Given information Start Marker

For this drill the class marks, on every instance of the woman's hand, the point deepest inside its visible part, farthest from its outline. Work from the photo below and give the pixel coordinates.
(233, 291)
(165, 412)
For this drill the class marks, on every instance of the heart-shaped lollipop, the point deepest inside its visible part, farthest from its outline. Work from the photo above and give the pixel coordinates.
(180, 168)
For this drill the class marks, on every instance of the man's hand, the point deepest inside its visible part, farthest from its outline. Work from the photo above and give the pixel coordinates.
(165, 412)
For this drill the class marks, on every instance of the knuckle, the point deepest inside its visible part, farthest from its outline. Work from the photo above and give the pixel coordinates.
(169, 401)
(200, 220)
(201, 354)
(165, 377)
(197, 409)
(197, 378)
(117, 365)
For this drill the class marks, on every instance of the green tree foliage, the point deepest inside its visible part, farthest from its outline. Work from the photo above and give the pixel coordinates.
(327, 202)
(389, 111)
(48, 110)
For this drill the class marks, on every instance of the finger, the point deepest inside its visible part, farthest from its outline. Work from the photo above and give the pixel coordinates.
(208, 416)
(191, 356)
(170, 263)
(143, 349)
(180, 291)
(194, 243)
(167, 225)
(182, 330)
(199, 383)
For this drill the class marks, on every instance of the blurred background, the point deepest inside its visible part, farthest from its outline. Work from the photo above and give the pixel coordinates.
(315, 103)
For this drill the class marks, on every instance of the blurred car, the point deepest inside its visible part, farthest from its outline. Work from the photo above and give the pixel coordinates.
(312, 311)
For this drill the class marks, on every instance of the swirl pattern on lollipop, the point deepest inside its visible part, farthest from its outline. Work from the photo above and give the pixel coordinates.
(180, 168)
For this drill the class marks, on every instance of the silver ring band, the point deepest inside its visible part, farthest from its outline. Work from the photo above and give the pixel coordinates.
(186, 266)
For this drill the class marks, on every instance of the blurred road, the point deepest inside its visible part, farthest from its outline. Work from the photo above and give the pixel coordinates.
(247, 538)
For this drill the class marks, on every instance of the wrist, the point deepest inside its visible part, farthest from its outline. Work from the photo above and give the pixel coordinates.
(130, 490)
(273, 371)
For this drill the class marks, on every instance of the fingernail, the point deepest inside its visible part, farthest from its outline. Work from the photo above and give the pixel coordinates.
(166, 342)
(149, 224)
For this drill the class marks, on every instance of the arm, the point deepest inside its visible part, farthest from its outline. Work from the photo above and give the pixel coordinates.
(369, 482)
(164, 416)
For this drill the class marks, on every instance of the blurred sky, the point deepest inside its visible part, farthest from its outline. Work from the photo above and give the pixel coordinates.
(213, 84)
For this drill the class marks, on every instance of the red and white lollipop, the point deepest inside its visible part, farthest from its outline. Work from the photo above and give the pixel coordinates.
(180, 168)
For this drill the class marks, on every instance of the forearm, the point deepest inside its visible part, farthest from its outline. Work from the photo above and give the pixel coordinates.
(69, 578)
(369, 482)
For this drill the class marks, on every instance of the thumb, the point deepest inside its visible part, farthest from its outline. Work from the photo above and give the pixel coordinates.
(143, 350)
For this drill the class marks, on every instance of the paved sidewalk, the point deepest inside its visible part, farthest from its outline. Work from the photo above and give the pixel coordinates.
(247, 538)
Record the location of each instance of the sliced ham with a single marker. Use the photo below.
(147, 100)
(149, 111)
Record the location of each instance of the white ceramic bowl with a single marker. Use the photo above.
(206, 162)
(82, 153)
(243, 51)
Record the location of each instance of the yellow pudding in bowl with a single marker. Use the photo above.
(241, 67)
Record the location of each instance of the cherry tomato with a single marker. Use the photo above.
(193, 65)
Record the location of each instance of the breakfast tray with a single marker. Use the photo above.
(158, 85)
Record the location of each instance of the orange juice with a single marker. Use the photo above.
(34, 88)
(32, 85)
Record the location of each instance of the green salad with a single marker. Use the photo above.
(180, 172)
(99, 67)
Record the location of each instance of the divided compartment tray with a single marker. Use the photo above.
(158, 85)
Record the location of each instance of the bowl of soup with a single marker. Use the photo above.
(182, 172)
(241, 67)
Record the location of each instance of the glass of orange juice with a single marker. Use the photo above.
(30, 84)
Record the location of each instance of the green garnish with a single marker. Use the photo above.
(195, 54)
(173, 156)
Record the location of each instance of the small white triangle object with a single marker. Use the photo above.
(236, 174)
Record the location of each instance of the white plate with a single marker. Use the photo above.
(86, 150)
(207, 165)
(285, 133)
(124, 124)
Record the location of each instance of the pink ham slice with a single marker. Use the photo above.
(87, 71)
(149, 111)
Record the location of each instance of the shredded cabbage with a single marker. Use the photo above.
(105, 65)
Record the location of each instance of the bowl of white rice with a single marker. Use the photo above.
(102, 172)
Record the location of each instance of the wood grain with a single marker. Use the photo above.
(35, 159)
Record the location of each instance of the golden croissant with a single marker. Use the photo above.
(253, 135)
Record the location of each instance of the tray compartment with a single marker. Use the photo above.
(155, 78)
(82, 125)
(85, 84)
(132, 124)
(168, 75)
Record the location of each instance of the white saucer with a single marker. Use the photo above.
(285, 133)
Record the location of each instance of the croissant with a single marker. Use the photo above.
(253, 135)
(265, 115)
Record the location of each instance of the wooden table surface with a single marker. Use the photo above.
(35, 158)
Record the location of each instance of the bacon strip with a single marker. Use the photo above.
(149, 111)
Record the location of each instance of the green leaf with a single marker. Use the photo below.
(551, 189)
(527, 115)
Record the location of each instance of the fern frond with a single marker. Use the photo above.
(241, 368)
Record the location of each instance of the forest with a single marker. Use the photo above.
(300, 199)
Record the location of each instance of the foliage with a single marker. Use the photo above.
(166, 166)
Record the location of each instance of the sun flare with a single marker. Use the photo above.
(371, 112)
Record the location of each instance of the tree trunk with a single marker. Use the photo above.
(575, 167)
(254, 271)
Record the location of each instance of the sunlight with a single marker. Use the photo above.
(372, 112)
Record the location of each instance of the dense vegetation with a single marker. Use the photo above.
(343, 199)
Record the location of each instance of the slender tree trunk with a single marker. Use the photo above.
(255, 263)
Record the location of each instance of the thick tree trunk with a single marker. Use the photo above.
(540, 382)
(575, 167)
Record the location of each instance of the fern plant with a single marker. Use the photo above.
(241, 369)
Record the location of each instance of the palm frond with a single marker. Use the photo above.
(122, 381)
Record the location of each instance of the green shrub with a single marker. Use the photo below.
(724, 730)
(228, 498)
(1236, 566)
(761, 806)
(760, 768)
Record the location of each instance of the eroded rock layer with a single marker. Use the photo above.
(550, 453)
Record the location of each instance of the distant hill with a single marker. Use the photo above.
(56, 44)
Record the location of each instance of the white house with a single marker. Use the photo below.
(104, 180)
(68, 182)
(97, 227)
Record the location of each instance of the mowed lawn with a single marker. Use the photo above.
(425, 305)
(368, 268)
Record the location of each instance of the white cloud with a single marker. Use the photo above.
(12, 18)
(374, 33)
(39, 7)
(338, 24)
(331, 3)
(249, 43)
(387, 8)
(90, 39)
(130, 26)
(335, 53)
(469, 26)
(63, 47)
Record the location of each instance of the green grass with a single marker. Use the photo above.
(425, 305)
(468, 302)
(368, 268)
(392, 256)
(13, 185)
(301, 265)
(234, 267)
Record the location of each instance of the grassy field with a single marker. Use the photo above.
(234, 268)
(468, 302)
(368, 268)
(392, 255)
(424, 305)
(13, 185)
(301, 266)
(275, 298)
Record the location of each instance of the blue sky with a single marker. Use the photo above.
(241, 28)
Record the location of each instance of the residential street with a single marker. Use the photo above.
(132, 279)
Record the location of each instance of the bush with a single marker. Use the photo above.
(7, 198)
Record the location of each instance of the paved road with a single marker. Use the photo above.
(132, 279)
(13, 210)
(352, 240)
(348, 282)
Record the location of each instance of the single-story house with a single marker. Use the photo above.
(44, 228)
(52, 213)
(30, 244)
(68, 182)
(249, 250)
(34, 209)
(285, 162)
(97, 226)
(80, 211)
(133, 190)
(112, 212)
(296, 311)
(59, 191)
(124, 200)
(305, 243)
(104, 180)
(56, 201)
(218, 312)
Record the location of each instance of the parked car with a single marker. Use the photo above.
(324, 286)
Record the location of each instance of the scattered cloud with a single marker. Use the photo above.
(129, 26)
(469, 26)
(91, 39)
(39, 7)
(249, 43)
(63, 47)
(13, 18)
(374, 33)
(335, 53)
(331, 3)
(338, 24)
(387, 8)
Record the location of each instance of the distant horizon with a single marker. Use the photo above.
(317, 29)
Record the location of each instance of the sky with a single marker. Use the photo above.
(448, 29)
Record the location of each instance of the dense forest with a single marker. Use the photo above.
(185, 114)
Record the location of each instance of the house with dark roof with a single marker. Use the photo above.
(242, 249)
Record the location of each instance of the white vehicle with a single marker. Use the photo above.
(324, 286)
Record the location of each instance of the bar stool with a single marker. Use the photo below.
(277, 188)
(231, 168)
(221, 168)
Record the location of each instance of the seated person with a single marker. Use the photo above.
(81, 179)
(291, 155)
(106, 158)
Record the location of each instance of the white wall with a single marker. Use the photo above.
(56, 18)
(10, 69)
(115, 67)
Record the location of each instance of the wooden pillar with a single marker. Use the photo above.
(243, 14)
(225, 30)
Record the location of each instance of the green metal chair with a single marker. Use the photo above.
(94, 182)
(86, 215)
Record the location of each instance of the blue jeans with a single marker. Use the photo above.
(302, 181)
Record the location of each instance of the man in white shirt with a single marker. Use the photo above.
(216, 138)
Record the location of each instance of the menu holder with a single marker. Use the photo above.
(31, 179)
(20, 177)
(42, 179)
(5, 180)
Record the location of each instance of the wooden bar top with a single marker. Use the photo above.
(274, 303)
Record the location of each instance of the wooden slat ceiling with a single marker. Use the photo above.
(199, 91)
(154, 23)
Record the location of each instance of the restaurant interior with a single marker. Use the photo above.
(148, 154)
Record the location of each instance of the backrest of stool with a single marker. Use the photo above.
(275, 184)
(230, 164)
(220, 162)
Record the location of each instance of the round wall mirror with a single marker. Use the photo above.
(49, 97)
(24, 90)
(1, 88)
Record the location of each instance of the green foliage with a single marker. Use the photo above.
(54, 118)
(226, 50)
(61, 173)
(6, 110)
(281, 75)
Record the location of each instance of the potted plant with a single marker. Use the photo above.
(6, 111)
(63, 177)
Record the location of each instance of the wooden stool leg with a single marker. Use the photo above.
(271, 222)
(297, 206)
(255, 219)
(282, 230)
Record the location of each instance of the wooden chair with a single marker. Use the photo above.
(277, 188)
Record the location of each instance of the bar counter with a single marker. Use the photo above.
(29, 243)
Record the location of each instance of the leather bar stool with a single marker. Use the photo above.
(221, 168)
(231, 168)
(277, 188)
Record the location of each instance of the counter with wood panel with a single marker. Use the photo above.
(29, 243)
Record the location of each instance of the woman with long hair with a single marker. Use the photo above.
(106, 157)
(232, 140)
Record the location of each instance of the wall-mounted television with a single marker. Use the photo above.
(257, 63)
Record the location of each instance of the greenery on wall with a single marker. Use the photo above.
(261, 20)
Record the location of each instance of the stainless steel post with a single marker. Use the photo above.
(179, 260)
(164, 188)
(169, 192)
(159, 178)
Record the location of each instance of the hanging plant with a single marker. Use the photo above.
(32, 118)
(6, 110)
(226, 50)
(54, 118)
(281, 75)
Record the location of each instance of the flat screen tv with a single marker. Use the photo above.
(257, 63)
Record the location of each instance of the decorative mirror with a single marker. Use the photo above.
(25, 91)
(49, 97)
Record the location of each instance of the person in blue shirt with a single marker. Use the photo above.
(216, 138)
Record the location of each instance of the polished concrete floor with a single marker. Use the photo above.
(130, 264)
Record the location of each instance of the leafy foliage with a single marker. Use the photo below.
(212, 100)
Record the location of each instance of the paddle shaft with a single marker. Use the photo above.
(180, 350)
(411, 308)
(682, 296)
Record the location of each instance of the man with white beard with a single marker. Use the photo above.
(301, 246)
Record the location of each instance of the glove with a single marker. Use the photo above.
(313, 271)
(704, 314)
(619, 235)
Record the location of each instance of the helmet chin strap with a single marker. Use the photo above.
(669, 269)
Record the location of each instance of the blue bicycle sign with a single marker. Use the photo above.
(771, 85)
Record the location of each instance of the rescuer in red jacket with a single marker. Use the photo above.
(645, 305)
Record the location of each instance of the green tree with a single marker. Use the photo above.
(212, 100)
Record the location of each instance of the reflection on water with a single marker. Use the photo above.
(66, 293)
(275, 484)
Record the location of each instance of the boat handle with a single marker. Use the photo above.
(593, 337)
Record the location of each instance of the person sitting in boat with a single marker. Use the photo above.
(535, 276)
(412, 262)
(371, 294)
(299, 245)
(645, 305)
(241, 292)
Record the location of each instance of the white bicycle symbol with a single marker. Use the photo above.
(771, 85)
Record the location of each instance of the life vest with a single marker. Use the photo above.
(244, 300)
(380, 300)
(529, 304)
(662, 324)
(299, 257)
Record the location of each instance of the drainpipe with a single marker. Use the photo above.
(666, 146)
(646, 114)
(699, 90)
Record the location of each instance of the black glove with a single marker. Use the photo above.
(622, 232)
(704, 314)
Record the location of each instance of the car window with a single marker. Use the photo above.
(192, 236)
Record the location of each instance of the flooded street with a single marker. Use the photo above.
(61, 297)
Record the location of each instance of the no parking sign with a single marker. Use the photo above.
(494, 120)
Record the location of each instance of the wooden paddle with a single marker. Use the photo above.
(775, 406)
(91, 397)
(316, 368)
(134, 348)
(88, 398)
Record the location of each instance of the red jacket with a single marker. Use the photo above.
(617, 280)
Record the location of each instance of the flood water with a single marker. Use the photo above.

Given information End Marker

● What needs to be done: All lines from the one holding "Record the location of each instance of the no" through the end of the entries need to be given again exactly. Leave out the others.

● Your solution:
Record the location of each instance of the no parking sign with a single marker. Use the photo above.
(494, 120)
Record the location of each instance of the wooden paddle with a single marker. Use the photo above.
(775, 406)
(91, 397)
(316, 368)
(134, 348)
(88, 398)
Record the location of each instance of the red jacket with a single marker. Use the photo above.
(617, 280)
Record the location of each instance of the flood water with a single marker. Use the photo above.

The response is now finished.